▶ EXCERPT PROVIDED
◆ ◆ ◆ ◆
People keep saying the model knows them. It does not. It knows the version of you that types. The version of you that posts. The version of you that shows up in search histories and email drafts and the calendar invites you accept. That is a thin slice. A very thin slice. Most of you is somewhere else, in a body, in a kitchen, in a memory that has never been written down and probably never will be. I want to put down a partial list of what the model does not have. I am not making the romantic argument that you are unknowable. You are knowable. Other humans know you. Your grandmother knew you, more than the model ever will. The point is that the knowing happens in places the model cannot reach, and the list, when you read it carefully, will be longer than you expect, and most of the items on it will be things you have not thought about in years. Read slowly. Do not skim. The accumulation is the point. By the time you reach item 101 you will have remembered something you did not know you remembered, and that will be the moment of the essay. The reason this matters in 2026, and not in 2016, is that by 2030 a very large number of people will have outsourced so much of the small daily traffic of being a person to the model that the things on the list below will start to thin out at the edges. They will still exist. They will be less rehearsed. The unrehearsed memory is the one that goes first. So the list is also a small instruction. Read it. Add to it in your head. Do not type it into anything.

01. The smell of the kitchen at your nani's house at 11am, when the pressure cooker has just gone off the third whistle and the tarka is hitting the dal, and somebody is frying onions in the next kadhai, and the back door is open to let the smoke out.

02. The exact weight of your father's hand on your back the one time he hugged you after you cleared an exam. He kept it there for maybe three seconds. He had not hugged you since you were nine. You were twenty.

03. The way you sleep when you're sad. Curled. Knees up. One hand under the pillow. Always on the same side, even in a strange bed in a hotel in a city you do not live in.

04. What your mother's voice sounds like when she is pretending nothing is wrong. The slight extra brightness on the second syllable. The small pause before haan, sab theek hai.

05. The Rs 500 your mother gave you in college, folded twice, pressed into your palm at the door, without telling your father. You did not spend it for two months. You still remember which kurta you were wearing.
◆ ◆ ◆ ◆
▶ GIVEN RECORDS
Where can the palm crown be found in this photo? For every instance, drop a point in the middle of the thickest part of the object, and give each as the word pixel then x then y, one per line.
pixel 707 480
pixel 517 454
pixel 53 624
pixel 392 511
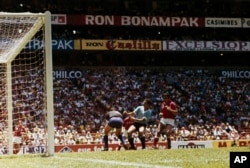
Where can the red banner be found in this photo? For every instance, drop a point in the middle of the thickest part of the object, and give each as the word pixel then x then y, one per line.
pixel 158 21
pixel 99 147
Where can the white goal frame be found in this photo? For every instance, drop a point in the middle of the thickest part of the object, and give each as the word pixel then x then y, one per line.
pixel 45 22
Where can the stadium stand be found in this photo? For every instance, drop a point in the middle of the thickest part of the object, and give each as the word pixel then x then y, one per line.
pixel 211 107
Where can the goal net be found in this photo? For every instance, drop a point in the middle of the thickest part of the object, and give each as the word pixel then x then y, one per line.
pixel 26 92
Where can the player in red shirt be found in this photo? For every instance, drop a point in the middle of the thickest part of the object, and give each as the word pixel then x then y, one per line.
pixel 18 136
pixel 168 111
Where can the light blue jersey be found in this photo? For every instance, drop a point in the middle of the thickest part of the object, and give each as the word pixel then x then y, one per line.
pixel 140 113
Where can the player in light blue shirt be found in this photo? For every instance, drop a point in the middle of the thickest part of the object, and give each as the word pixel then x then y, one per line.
pixel 140 117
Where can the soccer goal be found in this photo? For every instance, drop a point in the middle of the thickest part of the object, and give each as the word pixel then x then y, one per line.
pixel 26 85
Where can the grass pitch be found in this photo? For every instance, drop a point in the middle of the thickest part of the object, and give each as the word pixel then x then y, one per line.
pixel 174 158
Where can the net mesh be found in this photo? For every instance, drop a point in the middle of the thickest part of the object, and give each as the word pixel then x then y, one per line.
pixel 26 82
pixel 13 30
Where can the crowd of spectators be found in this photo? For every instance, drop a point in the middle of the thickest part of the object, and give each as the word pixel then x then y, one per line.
pixel 209 106
pixel 209 8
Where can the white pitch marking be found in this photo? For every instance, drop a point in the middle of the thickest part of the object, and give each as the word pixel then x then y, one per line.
pixel 118 162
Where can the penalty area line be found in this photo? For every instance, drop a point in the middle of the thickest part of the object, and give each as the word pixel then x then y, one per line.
pixel 113 162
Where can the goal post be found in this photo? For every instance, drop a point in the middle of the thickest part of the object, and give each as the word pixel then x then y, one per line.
pixel 26 84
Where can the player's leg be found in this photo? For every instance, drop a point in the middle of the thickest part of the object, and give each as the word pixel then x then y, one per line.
pixel 168 133
pixel 131 130
pixel 107 129
pixel 161 127
pixel 142 136
pixel 120 137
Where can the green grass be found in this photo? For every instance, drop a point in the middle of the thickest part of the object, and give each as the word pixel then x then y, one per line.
pixel 185 158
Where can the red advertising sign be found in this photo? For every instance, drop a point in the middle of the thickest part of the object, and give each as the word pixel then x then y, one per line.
pixel 99 147
pixel 223 22
pixel 112 20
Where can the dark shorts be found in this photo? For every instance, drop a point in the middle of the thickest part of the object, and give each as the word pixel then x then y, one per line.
pixel 115 122
pixel 138 125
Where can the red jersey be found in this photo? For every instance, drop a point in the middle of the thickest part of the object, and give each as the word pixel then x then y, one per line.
pixel 166 113
pixel 19 130
pixel 126 123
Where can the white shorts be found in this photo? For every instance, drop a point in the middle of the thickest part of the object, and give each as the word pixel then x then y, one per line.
pixel 17 139
pixel 167 121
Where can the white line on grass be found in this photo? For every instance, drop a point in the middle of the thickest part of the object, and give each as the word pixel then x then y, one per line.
pixel 194 160
pixel 118 162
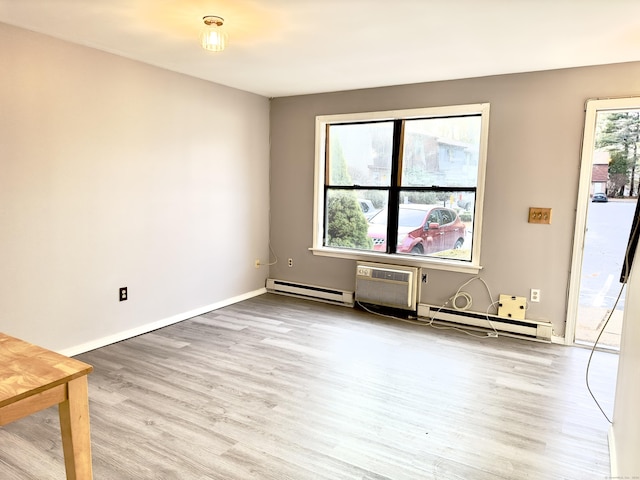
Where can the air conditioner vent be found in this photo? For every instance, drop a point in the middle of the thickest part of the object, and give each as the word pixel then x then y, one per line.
pixel 392 275
pixel 393 286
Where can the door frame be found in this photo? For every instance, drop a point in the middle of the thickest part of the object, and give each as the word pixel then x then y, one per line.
pixel 592 107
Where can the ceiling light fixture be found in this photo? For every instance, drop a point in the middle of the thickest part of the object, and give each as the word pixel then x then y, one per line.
pixel 213 37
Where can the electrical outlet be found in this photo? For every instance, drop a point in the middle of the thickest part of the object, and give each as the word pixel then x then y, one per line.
pixel 539 215
pixel 535 295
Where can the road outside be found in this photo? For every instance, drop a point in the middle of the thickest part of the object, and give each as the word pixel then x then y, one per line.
pixel 608 226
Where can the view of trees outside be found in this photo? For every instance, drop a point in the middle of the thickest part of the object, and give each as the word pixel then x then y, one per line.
pixel 619 134
pixel 607 233
pixel 441 152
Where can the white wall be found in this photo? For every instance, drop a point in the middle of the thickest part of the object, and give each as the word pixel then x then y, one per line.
pixel 115 173
pixel 625 431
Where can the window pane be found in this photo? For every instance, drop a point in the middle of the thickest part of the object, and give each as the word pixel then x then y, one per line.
pixel 347 217
pixel 360 154
pixel 436 224
pixel 441 152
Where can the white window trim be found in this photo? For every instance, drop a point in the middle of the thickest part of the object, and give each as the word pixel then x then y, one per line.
pixel 427 262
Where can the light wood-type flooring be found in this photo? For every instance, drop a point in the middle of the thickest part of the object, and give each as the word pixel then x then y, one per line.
pixel 277 388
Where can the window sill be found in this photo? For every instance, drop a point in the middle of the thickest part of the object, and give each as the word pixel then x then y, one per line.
pixel 412 261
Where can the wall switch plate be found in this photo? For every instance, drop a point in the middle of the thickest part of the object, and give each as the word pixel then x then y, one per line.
pixel 535 295
pixel 539 215
pixel 510 306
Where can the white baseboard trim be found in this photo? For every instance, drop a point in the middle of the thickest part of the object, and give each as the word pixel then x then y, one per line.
pixel 149 327
pixel 613 455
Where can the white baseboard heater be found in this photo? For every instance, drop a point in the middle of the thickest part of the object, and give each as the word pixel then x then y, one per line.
pixel 310 292
pixel 531 329
pixel 393 286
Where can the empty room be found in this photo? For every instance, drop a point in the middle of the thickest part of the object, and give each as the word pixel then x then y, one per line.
pixel 319 240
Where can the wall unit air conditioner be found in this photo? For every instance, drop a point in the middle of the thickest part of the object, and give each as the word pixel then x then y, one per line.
pixel 393 286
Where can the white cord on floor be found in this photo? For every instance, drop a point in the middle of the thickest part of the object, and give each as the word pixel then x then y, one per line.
pixel 466 306
pixel 593 349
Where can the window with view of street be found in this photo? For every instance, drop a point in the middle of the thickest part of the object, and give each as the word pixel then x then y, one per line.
pixel 403 184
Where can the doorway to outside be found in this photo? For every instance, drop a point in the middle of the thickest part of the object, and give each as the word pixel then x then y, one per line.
pixel 606 203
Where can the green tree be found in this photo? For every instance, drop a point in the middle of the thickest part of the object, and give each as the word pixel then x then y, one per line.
pixel 620 132
pixel 346 224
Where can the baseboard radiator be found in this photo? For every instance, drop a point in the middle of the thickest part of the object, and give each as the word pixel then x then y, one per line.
pixel 531 329
pixel 310 292
pixel 394 286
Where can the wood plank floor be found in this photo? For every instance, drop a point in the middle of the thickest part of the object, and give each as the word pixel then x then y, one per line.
pixel 280 388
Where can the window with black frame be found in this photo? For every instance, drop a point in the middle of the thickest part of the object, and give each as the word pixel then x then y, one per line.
pixel 405 185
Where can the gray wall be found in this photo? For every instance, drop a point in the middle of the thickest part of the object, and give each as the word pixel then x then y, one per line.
pixel 115 173
pixel 625 432
pixel 535 135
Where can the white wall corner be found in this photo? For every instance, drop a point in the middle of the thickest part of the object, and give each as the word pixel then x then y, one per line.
pixel 149 327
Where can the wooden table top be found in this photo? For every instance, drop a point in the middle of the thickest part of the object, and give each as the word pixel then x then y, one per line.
pixel 26 369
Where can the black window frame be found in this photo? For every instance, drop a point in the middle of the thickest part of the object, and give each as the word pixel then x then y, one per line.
pixel 395 188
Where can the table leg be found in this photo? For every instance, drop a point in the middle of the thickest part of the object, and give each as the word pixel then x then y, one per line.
pixel 74 425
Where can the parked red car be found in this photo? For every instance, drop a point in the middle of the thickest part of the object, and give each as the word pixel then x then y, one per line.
pixel 422 229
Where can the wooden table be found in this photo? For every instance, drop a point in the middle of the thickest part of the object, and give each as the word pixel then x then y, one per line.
pixel 32 379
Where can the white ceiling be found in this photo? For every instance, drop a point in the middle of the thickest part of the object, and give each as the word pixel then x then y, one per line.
pixel 289 47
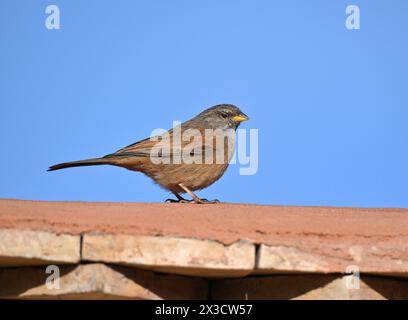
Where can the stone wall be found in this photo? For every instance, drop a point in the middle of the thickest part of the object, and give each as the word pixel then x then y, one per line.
pixel 187 251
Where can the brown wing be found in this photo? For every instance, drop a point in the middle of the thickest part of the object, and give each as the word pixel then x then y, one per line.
pixel 144 148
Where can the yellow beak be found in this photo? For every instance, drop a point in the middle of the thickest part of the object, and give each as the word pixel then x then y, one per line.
pixel 240 118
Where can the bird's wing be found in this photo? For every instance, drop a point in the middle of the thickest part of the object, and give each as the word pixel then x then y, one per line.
pixel 163 148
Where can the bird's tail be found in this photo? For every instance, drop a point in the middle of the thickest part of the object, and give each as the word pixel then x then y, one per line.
pixel 80 163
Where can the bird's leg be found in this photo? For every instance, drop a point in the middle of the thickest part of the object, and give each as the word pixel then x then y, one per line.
pixel 194 197
pixel 180 199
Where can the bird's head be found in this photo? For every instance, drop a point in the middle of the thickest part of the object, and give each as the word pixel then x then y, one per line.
pixel 223 116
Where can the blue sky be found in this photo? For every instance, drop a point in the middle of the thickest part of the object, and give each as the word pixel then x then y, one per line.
pixel 330 104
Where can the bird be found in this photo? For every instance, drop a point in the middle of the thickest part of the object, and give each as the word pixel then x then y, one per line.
pixel 189 157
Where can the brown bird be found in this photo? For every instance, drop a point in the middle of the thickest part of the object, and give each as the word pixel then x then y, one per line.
pixel 189 157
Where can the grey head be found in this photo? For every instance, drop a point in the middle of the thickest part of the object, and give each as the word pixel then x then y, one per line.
pixel 221 116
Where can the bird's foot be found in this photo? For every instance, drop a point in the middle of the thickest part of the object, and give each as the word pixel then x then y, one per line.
pixel 196 200
pixel 178 201
pixel 203 201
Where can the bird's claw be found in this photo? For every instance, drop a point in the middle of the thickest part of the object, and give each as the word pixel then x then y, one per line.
pixel 197 201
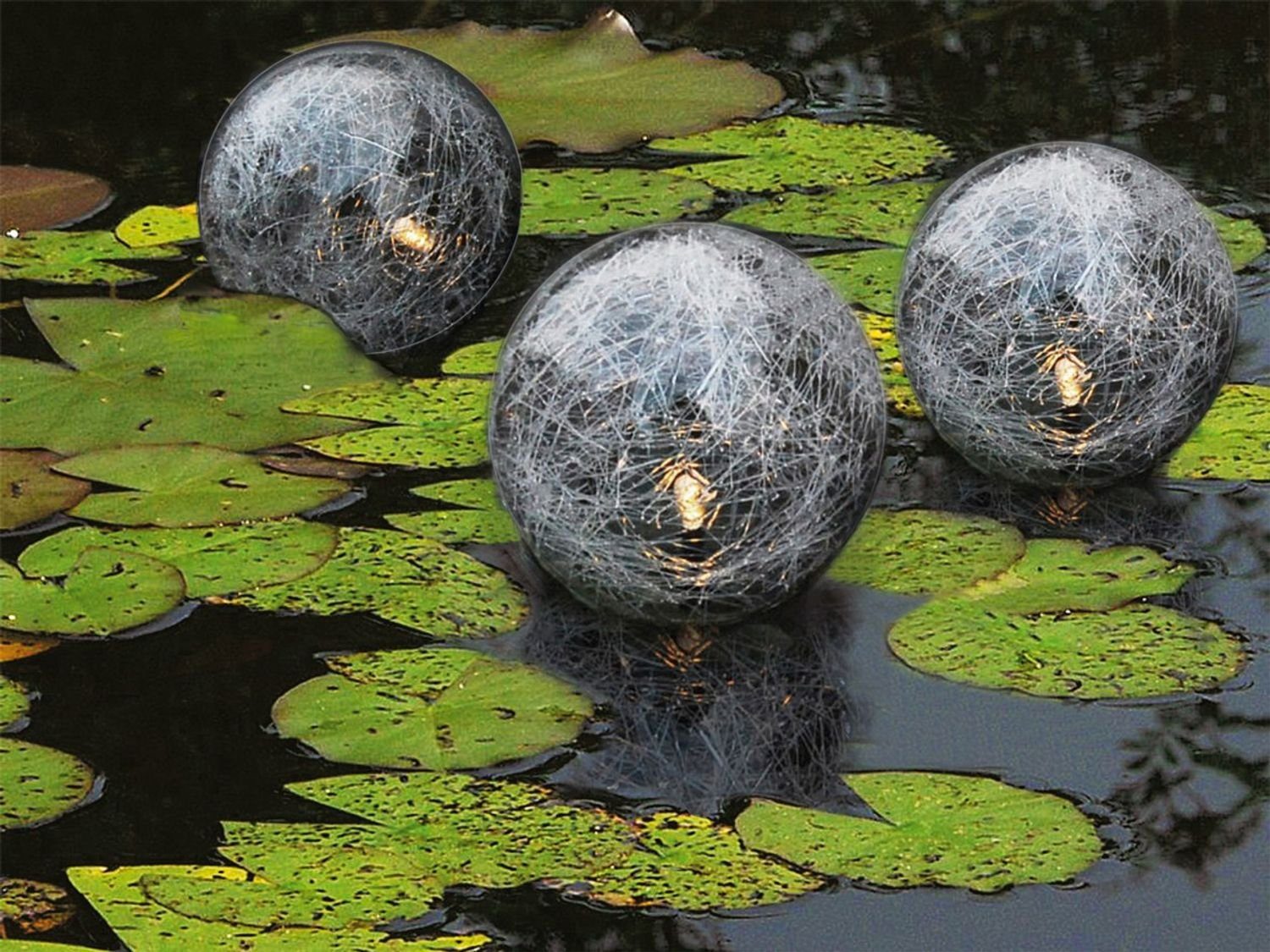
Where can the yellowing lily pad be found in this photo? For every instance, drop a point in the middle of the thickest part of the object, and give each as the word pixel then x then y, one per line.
pixel 937 829
pixel 431 708
pixel 594 89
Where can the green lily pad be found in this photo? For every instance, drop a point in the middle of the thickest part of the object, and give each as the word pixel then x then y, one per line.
pixel 941 829
pixel 192 485
pixel 886 213
pixel 38 784
pixel 159 225
pixel 599 201
pixel 414 581
pixel 594 89
pixel 431 708
pixel 48 198
pixel 207 371
pixel 75 258
pixel 30 492
pixel 790 151
pixel 924 551
pixel 1232 442
pixel 215 561
pixel 106 592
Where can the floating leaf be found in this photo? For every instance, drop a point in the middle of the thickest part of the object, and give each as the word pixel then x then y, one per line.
pixel 192 485
pixel 30 492
pixel 939 829
pixel 38 784
pixel 414 581
pixel 159 225
pixel 594 89
pixel 1232 442
pixel 103 593
pixel 175 371
pixel 48 198
pixel 75 258
pixel 431 708
pixel 215 561
pixel 922 551
pixel 792 151
pixel 599 201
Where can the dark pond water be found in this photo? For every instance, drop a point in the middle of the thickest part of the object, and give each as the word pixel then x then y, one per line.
pixel 177 723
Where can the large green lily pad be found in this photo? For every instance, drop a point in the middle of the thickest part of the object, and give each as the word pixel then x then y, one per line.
pixel 38 784
pixel 924 551
pixel 215 560
pixel 414 581
pixel 75 258
pixel 192 485
pixel 210 371
pixel 939 829
pixel 103 593
pixel 1232 442
pixel 599 201
pixel 792 151
pixel 431 708
pixel 30 492
pixel 594 89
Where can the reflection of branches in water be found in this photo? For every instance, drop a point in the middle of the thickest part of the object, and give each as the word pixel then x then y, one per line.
pixel 1183 772
pixel 703 715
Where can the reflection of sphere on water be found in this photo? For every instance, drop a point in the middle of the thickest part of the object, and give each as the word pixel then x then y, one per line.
pixel 1067 314
pixel 366 179
pixel 686 424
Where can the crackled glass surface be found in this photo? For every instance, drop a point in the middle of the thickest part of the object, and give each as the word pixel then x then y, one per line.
pixel 1067 314
pixel 687 423
pixel 367 179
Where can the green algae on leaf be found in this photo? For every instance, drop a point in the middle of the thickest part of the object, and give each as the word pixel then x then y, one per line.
pixel 75 258
pixel 431 708
pixel 937 829
pixel 596 88
pixel 1232 442
pixel 38 784
pixel 924 551
pixel 104 592
pixel 599 201
pixel 208 371
pixel 213 560
pixel 30 492
pixel 188 485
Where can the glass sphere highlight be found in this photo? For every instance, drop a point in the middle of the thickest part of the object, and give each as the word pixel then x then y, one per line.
pixel 687 424
pixel 1067 314
pixel 366 179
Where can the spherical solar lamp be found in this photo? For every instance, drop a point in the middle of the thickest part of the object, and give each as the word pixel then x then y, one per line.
pixel 687 424
pixel 366 179
pixel 1067 314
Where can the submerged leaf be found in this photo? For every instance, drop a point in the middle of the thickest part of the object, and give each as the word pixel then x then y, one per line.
pixel 937 829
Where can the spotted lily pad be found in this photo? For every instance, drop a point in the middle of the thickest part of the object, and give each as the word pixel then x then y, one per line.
pixel 599 201
pixel 30 492
pixel 1057 625
pixel 414 581
pixel 937 829
pixel 104 592
pixel 75 258
pixel 431 708
pixel 1232 442
pixel 924 551
pixel 215 560
pixel 175 371
pixel 594 89
pixel 192 485
pixel 38 784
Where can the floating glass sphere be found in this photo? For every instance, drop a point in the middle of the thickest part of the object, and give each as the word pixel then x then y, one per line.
◆ ◆ ◆ ◆
▶ WORK INSTRUCTIONS
A) Using the essay on what the model does not know about a person, explain why the writer says this list matters in 2026 rather than in 2016.
B) Carry on the essay on what the model does not know about a person, starting after item 05.
The material has nothing to do with the essay and can be set aside.

▶ OUTPUTS IN ORDER
A) The writer expects that by 2030 a very large number of people will have handed so much of the small daily traffic of being a person to the model that the things on the list will start to thin out at the edges. They will still exist but will be less rehearsed, and the unrehearsed memory is the one that goes first.

B)
06. The small shame you carry from a hostel night in second year that you have never told anyone, not even the friend who was there. You are still slightly afraid she remembers.

07. The way your grandfather cleared his throat. Three short ones, a pause, one long one. You have not heard it in nine years and you can still hear it. You sometimes hear it in crowded places and turn around.

08. What you said to your best friend the morning of her wedding, in the small room behind the mandap, when she was crying and you were both holding the dupatta. Neither of you has mentioned it since. Both of you remember.

09. The exact texture of the bel tree bark in your school playground. Rough in vertical strips. Slightly sticky in summer. You used to scrape it with your nail.

10. How your shoulders hold tension at 4pm on a Tuesday. The right one rises about half an inch. The left jaw clenches. The middle of the back, just below the shoulder blades, goes tight in a small fist. You only notice when you remember to notice. You almost never remember.

11. The way the light fell in your grandmother's verandah at 5pm in October, slanted, dust visible in the slant, the tulsi plant in the corner, the cane chair with the small tear on the right armrest.

12. The first time you understood your mother was a person who existed before you. You were nineteen. She was on the phone, laughing at something a college friend said, and you did not recognize the laugh, and you sat down on the stairs because your knees went funny.

13. Your private order of eating a thali. Rice first, then dal mixed in, sabzi on the side, papad last because it goes soft. The raita gets one spoon, no more. The achar you save till the very end.

14. The exact pitch of the sabziwala at your gate. The model has heard a thousand street vendors. It has not heard yours, calling aaloo, pyaaz, tamatarrr with the long roll on the last syllable, every Tuesday and Friday at 8.40am.

15. How you fold the next day's clothes the night before a job interview. Shirt first, on the back of the chair. Trousers folded once on the seat. Belt looped through. Watch on top.

16. The taste of the medicine your dadi used to give you for cough. Tulsi, ginger, honey, something else you could never identify. She made it in a small steel bartan. It smelled stronger than it tasted.

17. The specific embarrassment of the time you mispronounced a word in front of the whole class in Std 7. You can still see the teacher's face. You can still feel the heat in your ears.

18. The way your sister's hair smelled when you shared a bed as children. Parachute oil. Sweat. The dhoop from the playground.

19. What you said into the pillow the night your first relationship ended. You said it twice. The pillowcase smelled like the Surf Excel your mother used. You have not said it out loud since.

20. The reason you stopped talking to a friend in 2019. You have not said it out loud to anyone, including the friend. Some weeks you think you should. Most weeks you let it go.

21. The look on your father's face the day you told him you were not going to do engineering. He did not say much. He went into the bedroom and closed the door, and came out twenty minutes later, and asked what you wanted for dinner.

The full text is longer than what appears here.